» EXERCISE:
Write down each of the records again, exactly and in full.

» DATA SECTION:
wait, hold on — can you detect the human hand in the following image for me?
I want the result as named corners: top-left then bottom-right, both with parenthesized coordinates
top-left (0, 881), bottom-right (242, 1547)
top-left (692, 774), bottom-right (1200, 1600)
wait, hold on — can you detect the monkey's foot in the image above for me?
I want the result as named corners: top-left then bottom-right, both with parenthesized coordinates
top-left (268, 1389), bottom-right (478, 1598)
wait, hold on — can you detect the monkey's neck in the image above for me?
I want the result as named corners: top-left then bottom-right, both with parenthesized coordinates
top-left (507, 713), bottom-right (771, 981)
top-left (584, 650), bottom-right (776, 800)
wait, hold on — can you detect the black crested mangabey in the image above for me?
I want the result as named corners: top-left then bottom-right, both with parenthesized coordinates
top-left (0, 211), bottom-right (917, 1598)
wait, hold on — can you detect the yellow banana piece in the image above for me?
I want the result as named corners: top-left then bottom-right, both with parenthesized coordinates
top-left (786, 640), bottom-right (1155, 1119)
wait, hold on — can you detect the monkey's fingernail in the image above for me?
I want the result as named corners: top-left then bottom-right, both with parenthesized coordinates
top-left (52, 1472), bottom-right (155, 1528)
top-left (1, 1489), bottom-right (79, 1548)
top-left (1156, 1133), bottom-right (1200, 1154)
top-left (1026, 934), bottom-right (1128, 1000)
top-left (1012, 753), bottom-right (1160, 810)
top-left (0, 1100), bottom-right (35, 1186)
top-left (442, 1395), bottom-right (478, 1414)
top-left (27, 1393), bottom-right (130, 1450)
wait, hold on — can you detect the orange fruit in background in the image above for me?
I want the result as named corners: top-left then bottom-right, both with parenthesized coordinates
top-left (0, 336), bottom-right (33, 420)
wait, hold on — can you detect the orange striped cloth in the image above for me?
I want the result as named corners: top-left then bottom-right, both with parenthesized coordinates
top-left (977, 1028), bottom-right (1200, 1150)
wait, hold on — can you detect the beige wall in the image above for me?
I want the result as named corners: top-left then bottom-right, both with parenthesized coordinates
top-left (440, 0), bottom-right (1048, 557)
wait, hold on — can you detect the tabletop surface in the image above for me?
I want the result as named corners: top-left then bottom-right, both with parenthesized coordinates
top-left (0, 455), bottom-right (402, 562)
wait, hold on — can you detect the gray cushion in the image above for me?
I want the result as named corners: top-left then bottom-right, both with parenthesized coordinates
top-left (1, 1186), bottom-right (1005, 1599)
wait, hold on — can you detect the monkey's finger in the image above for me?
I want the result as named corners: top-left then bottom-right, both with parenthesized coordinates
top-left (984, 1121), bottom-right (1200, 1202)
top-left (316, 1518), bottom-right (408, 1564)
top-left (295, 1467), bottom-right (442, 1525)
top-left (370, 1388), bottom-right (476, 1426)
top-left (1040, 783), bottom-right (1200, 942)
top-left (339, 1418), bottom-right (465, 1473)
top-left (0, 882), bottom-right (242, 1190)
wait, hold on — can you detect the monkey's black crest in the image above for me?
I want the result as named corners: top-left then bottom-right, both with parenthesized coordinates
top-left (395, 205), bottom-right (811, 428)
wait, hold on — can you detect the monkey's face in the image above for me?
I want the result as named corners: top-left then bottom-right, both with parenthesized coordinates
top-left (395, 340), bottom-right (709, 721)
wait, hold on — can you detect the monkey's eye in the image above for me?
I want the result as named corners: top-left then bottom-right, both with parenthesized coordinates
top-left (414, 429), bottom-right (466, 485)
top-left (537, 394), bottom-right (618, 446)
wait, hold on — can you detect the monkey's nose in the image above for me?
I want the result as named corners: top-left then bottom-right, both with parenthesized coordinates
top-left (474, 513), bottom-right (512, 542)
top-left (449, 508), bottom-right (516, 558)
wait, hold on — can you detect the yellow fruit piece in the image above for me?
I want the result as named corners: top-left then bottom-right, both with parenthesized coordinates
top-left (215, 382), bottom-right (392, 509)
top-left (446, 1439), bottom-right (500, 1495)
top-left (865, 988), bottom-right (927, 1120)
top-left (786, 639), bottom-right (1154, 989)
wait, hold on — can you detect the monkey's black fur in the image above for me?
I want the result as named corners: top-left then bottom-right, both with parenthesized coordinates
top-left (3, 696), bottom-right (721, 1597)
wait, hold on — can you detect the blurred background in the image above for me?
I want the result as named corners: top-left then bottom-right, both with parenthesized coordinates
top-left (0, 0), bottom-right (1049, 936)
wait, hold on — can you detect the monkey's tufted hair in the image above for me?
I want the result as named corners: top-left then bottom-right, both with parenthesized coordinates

» YOUR RESPONSE:
wait, hold on — can you detect the human hand in the following image for me?
I want the result as named corners: top-left then bottom-right, both with parenthesized coordinates
top-left (0, 881), bottom-right (242, 1547)
top-left (692, 774), bottom-right (1200, 1600)
wait, hold on — can you detect the monkey's foot in the image above for me?
I want the result as named corners: top-left then bottom-right, both with parenthesized coordinates
top-left (268, 1389), bottom-right (478, 1598)
wait, hold on — can you detect the monkey's neck in the image above for me?
I want the result as named corners: top-left then bottom-right, both with parenthesized coordinates
top-left (507, 713), bottom-right (771, 981)
top-left (584, 650), bottom-right (776, 800)
wait, hold on — can you detect the black crested mangabey in the image above for me?
I want the result as named corners: top-left then bottom-right, both with parenthesized coordinates
top-left (0, 211), bottom-right (917, 1598)
wait, hold on — can you detect the yellow banana piece in the image above for me?
I want the result as named corners: top-left then bottom-right, both with parenthesized coordinates
top-left (786, 640), bottom-right (1155, 1119)
wait, hold on — can you detect the monkey's fingernail in the image above for me?
I want the result as named corners: top-left then bottom-right, both with parenthesized coordinates
top-left (52, 1472), bottom-right (155, 1528)
top-left (1, 1489), bottom-right (79, 1548)
top-left (1156, 1133), bottom-right (1200, 1154)
top-left (1026, 934), bottom-right (1128, 1000)
top-left (1012, 753), bottom-right (1160, 810)
top-left (0, 1100), bottom-right (35, 1186)
top-left (442, 1395), bottom-right (478, 1414)
top-left (27, 1393), bottom-right (130, 1450)
wait, hold on — can you detect the orange fruit in background in the image above for me?
I want the result as named corners: top-left then bottom-right, both with parenthesized coordinates
top-left (0, 336), bottom-right (33, 420)
wait, hold on — can you detect the orange striped cloth in the image above for me?
I want the result as named corners: top-left then bottom-right, both with parenthesized coordinates
top-left (977, 1028), bottom-right (1200, 1150)
wait, hold on — can you detect the beige wall in the image above for me?
I want the result as named corners: top-left then bottom-right, both with parenthesized coordinates
top-left (440, 0), bottom-right (1048, 557)
wait, hold on — can you detect the tabletop surface in the image above for me?
I want the result as named corners: top-left then bottom-right, both with parenthesized coordinates
top-left (0, 455), bottom-right (402, 562)
wait, hold on — can you detect the gray cushion in the image above for me?
I want the result as named corners: top-left then bottom-right, both with parenthesized coordinates
top-left (1, 1186), bottom-right (1005, 1599)
wait, hold on — can you detect the monkey's finger in the image above for me?
I want the result as named corners: top-left then bottom-right, both with parenthesized coordinates
top-left (984, 1121), bottom-right (1200, 1202)
top-left (316, 1518), bottom-right (408, 1564)
top-left (295, 1467), bottom-right (442, 1525)
top-left (370, 1388), bottom-right (476, 1426)
top-left (1040, 783), bottom-right (1200, 942)
top-left (339, 1418), bottom-right (465, 1473)
top-left (0, 882), bottom-right (242, 1190)
wait, hold on — can you detect the monkey's black crest in the image above for me?
I want the result as named corners: top-left then bottom-right, both with parenthesized coordinates
top-left (395, 205), bottom-right (811, 428)
wait, hold on — can you detect the monkey's face in the image above for me?
I want the result as named corners: top-left then bottom-right, both with parenthesized coordinates
top-left (395, 340), bottom-right (709, 721)
wait, hold on — can you detect the monkey's eye in the image above for me?
I want the result as named corners: top-left then bottom-right, both with parenthesized coordinates
top-left (414, 429), bottom-right (466, 485)
top-left (537, 394), bottom-right (618, 446)
wait, hold on — can you detect the monkey's nose in the image above for me?
I want the result as named corners: top-left then bottom-right, both with parenthesized coordinates
top-left (474, 513), bottom-right (512, 542)
top-left (449, 508), bottom-right (516, 558)
wait, hold on — can you detect the yellow fruit piece in the image above for me?
I want the result as named corners: top-left then bottom-right, both with parenthesized coordinates
top-left (215, 382), bottom-right (392, 509)
top-left (446, 1439), bottom-right (500, 1495)
top-left (865, 988), bottom-right (927, 1120)
top-left (786, 639), bottom-right (1154, 989)
wait, hold on — can you detect the monkey's black fur in the image above for me?
I want the result as named corners: top-left then bottom-right, both with parenthesized coordinates
top-left (3, 696), bottom-right (721, 1597)
wait, hold on — can you detect the blurred background in the image above for me?
I want the result as named corners: top-left then bottom-right, both with parenthesized coordinates
top-left (0, 0), bottom-right (1049, 936)
wait, hold on — can you detect the monkey's tufted hair in the image above for me?
I want the result as named corners: top-left then bottom-right, both with parenthesized coordinates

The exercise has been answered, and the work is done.